Task objective: Convert the material below into a two-column CSV headed text,points. Give one row for each line that begins with "Look at", with that line and the pixel lines after it each in one quoted field and line breaks replaced by spaces.

##### Source material #####

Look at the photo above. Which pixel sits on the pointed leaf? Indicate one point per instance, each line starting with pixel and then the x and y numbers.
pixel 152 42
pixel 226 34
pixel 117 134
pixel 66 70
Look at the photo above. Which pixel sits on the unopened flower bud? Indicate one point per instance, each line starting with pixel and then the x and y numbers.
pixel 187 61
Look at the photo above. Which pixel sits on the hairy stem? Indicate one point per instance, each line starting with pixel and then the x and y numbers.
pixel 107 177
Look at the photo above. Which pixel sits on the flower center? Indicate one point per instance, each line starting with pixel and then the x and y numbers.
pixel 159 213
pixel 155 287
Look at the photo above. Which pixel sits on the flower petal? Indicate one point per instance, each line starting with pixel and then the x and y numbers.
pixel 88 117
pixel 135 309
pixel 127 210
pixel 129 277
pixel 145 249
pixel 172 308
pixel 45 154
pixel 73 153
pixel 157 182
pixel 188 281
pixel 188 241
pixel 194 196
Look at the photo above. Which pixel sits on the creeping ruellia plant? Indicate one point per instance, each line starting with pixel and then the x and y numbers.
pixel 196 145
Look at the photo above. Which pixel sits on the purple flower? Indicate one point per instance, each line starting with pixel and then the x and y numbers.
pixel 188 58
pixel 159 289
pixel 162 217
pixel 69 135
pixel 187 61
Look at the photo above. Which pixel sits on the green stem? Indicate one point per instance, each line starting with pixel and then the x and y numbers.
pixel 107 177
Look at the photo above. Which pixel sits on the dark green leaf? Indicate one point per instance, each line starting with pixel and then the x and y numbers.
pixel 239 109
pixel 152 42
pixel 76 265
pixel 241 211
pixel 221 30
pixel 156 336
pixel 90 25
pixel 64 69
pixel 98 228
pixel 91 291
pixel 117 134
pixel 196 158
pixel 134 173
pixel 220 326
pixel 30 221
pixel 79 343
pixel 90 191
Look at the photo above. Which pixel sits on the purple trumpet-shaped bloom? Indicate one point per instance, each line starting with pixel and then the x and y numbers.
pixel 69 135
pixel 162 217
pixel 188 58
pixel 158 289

#####

Written response:
text,points
"Look at the photo above. Which pixel sits on the pointed leaf? Indicate one point per instance, each line starting with pixel and then the x and y numbers.","pixel 152 42 pixel 226 34 pixel 117 134 pixel 66 70"
"Look at the photo above. Which pixel sits on the unopened flower bud? Indicate one point per instance, each line starting with pixel and then the x and y numbers.","pixel 187 61"
"Look at the photo above. Which pixel sits on the hairy stem? Indicate one point per instance, each line starting with pixel and then the x and y numbers.","pixel 107 177"
"Look at the photo above. Which pixel sits on the flower center? Indicate one point per instance, each line starting with pixel and then the x and y numbers.","pixel 159 213 pixel 155 287"
"Look at the photo above. Which pixel sits on the flower petal? Indicate one point per instance, each line starting with pixel and then the x and y numbers.","pixel 88 117 pixel 135 309 pixel 127 210 pixel 129 277 pixel 145 249 pixel 172 308 pixel 45 154 pixel 73 153 pixel 157 182 pixel 188 281 pixel 188 241 pixel 194 196"
"Look at the photo above. Which pixel sits on the creeping ruellia plant? Indicate one point per instance, each line starting with pixel and then the x and y numbers.","pixel 196 145"
"Look at the photo above. Which pixel sits on the purple flower? Indicate one point per instance, each line starting with pixel and then the x and y numbers.","pixel 188 58 pixel 159 289 pixel 162 217 pixel 69 135 pixel 187 61"
"Look at the photo above. Which pixel sits on the green stem? Indicate one point per instance, each line starting with pixel and then the x and y numbers.","pixel 107 177"
"Look at the photo above. Which pixel sits on the dark green leaf? Indicate one point per instance, each line starting with pixel and then the x and y numbers.","pixel 239 109 pixel 152 42 pixel 76 265 pixel 241 211 pixel 221 30 pixel 156 336 pixel 90 25 pixel 64 69 pixel 98 228 pixel 91 291 pixel 117 134 pixel 196 158 pixel 134 173 pixel 220 326 pixel 30 221 pixel 79 343 pixel 90 191"
"Look at the photo above. Which pixel sits on the purple trumpet-shaped bloom? Indicate one point per instance, each line starting with pixel and then the x and y numbers.","pixel 69 135 pixel 162 217 pixel 188 58 pixel 158 289"